*THE RECORDS*.
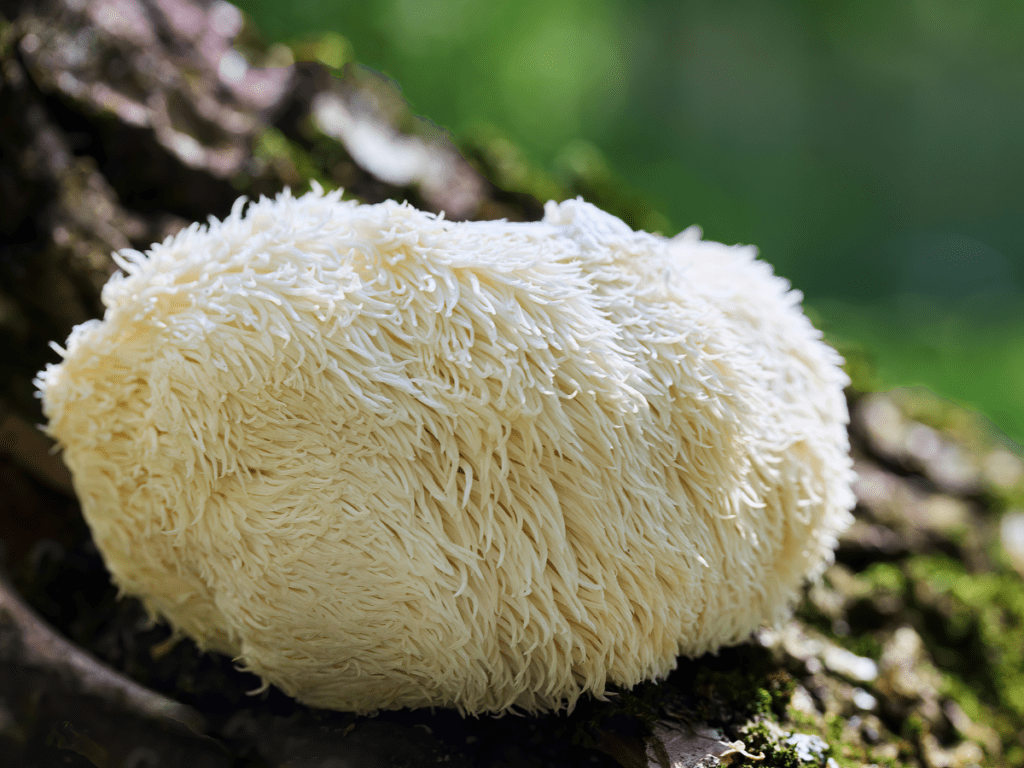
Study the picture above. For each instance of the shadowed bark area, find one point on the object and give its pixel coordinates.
(122, 121)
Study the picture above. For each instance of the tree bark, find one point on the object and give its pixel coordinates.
(122, 121)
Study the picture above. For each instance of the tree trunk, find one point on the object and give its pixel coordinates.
(125, 120)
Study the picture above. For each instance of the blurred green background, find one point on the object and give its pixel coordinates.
(872, 151)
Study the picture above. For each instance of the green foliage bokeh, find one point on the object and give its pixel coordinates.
(870, 150)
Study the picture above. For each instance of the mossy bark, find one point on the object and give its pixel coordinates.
(121, 122)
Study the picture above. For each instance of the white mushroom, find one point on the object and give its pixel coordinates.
(386, 460)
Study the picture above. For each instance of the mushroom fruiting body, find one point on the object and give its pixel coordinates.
(386, 460)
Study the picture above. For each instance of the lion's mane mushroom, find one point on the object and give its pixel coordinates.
(386, 460)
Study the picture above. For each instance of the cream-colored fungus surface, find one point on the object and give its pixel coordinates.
(386, 460)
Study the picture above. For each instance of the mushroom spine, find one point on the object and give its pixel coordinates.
(386, 460)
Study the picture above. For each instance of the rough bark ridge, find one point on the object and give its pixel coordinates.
(122, 121)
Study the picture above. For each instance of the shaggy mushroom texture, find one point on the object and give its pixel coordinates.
(386, 460)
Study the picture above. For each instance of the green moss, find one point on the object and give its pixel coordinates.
(884, 576)
(980, 616)
(294, 165)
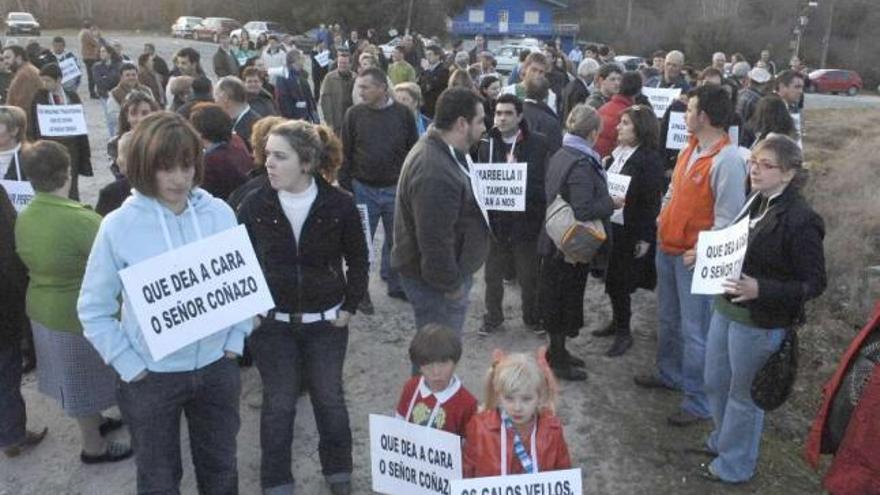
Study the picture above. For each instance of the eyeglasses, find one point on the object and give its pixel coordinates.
(763, 164)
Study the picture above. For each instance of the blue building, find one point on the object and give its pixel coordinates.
(511, 18)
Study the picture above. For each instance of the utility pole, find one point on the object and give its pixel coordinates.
(826, 40)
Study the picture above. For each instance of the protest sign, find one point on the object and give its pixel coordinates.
(368, 232)
(720, 255)
(677, 134)
(567, 482)
(323, 58)
(61, 120)
(618, 185)
(661, 98)
(20, 193)
(408, 459)
(501, 186)
(189, 293)
(69, 70)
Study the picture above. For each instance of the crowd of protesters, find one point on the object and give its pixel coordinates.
(288, 140)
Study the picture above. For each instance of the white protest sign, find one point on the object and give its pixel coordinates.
(661, 98)
(186, 294)
(720, 255)
(20, 192)
(501, 186)
(368, 232)
(408, 459)
(323, 58)
(61, 120)
(69, 70)
(567, 482)
(618, 185)
(677, 134)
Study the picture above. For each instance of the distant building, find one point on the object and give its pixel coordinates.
(511, 18)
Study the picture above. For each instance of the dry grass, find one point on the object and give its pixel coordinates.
(843, 155)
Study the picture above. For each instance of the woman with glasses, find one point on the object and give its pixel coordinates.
(784, 267)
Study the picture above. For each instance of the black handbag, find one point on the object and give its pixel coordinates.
(774, 382)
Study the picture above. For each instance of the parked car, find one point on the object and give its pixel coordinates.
(184, 25)
(212, 27)
(834, 81)
(629, 62)
(507, 56)
(21, 23)
(256, 28)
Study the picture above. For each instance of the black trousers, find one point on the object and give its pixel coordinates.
(524, 257)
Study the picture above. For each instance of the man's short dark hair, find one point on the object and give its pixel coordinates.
(786, 77)
(46, 164)
(631, 83)
(376, 74)
(715, 102)
(51, 70)
(454, 103)
(608, 69)
(189, 53)
(436, 50)
(434, 343)
(510, 99)
(233, 88)
(211, 122)
(17, 51)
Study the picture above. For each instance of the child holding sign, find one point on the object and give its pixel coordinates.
(517, 432)
(436, 398)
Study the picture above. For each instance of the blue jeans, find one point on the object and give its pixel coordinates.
(734, 354)
(289, 356)
(209, 398)
(12, 411)
(433, 306)
(380, 203)
(111, 122)
(681, 339)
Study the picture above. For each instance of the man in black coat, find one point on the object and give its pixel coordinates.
(433, 80)
(515, 234)
(539, 116)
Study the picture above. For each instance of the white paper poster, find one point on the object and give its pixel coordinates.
(20, 193)
(184, 295)
(365, 224)
(661, 98)
(618, 185)
(69, 70)
(408, 459)
(720, 255)
(567, 482)
(501, 186)
(677, 134)
(61, 120)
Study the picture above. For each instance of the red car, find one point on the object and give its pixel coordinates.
(835, 81)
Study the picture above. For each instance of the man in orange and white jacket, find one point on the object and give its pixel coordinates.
(707, 191)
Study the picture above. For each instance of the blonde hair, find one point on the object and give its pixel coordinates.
(519, 371)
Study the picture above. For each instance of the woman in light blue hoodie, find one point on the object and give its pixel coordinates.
(201, 380)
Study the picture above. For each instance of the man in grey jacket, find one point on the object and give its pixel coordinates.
(441, 234)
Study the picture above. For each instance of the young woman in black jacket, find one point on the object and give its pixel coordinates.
(783, 268)
(303, 229)
(634, 228)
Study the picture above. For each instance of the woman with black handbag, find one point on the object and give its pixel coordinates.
(783, 268)
(576, 174)
(634, 228)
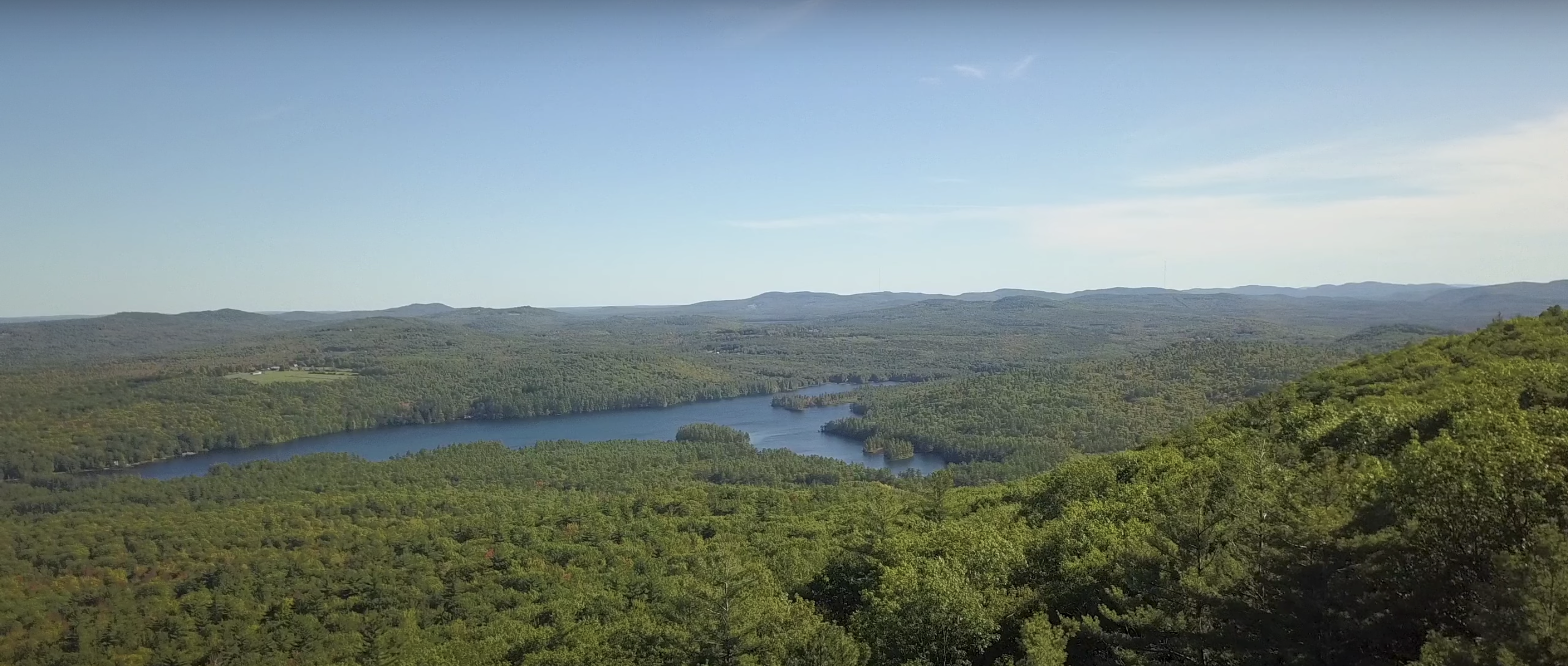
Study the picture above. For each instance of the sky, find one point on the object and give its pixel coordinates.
(336, 156)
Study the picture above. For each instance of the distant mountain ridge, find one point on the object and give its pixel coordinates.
(1333, 306)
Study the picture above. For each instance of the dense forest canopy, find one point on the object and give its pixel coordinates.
(134, 387)
(1401, 508)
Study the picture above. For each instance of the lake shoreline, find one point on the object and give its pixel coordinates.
(266, 451)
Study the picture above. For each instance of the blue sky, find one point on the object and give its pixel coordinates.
(344, 156)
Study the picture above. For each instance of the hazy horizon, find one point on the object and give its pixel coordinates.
(173, 157)
(462, 305)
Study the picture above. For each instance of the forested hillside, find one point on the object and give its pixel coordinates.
(1401, 508)
(1026, 422)
(127, 389)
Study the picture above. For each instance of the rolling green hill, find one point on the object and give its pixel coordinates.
(1396, 510)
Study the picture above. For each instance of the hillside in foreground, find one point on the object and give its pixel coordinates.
(1401, 508)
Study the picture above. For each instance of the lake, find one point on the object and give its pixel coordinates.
(767, 425)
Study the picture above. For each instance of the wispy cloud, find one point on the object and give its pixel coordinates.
(1448, 204)
(761, 22)
(981, 72)
(1018, 70)
(968, 71)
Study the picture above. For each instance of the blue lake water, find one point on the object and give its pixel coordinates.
(767, 425)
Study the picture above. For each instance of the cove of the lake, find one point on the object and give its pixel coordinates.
(755, 414)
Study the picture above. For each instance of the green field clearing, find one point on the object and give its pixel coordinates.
(273, 377)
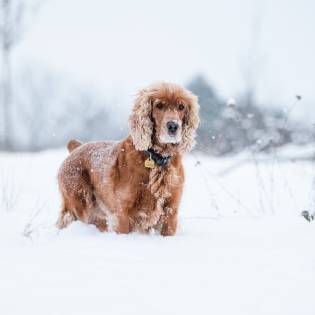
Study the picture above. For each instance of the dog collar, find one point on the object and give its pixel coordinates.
(155, 158)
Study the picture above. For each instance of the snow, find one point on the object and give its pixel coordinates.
(242, 246)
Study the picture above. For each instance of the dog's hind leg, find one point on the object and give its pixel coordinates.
(65, 217)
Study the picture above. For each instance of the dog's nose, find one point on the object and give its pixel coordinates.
(172, 127)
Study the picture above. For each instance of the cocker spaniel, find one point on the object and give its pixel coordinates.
(135, 184)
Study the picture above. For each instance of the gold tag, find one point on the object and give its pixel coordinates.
(149, 163)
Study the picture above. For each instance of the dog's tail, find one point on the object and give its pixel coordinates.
(73, 144)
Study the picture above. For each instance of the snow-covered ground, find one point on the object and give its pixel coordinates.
(242, 246)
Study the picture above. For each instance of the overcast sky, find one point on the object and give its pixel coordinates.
(119, 46)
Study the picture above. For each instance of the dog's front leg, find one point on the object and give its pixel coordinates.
(122, 223)
(169, 225)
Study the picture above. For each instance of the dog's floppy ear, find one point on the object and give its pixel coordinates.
(191, 123)
(140, 124)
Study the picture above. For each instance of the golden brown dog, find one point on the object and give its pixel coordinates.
(135, 184)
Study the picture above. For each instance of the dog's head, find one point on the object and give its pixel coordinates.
(164, 115)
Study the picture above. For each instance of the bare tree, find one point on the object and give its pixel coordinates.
(13, 15)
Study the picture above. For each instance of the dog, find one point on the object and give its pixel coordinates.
(135, 184)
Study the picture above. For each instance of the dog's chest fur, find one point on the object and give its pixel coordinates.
(129, 185)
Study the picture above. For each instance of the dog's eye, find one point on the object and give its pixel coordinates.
(160, 105)
(181, 107)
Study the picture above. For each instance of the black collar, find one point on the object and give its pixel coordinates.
(159, 159)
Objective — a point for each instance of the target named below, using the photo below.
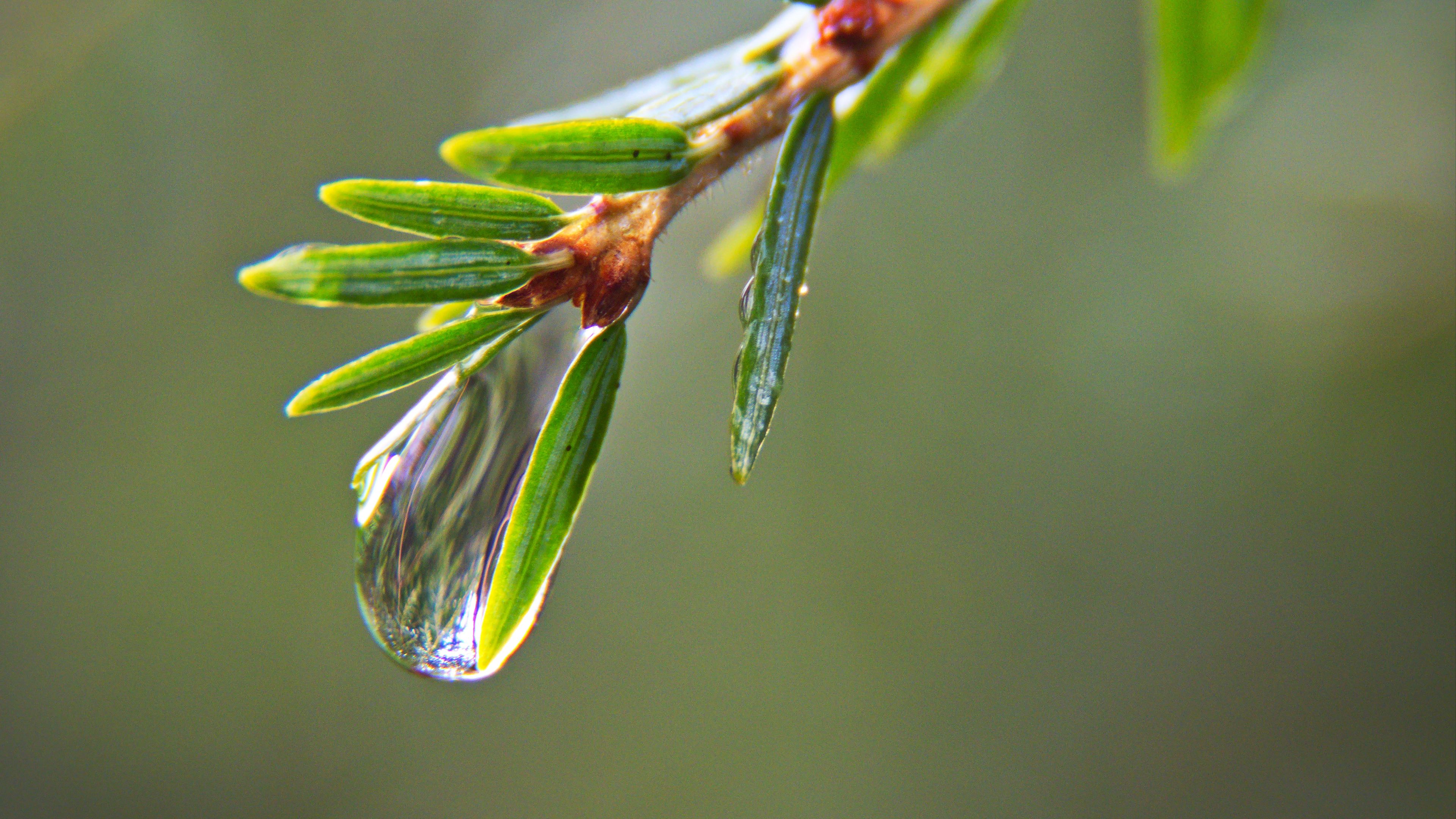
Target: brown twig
(613, 245)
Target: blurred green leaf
(1202, 52)
(781, 260)
(405, 273)
(404, 363)
(586, 157)
(712, 97)
(447, 210)
(730, 251)
(440, 315)
(957, 55)
(551, 494)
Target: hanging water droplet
(436, 494)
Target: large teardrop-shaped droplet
(436, 494)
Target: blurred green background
(1087, 497)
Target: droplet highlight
(436, 496)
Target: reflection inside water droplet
(745, 301)
(436, 496)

*EXERCISE DIRECTIONS*.
In the listing above, find the line containing "Target: droplet highlight", then reproduce it and each line after it through the end, exactly and with nothing added.

*SOLUTION TO THE PROBLEM*.
Target: droplet highlight
(436, 496)
Target: reflection inside water droplet
(745, 301)
(436, 496)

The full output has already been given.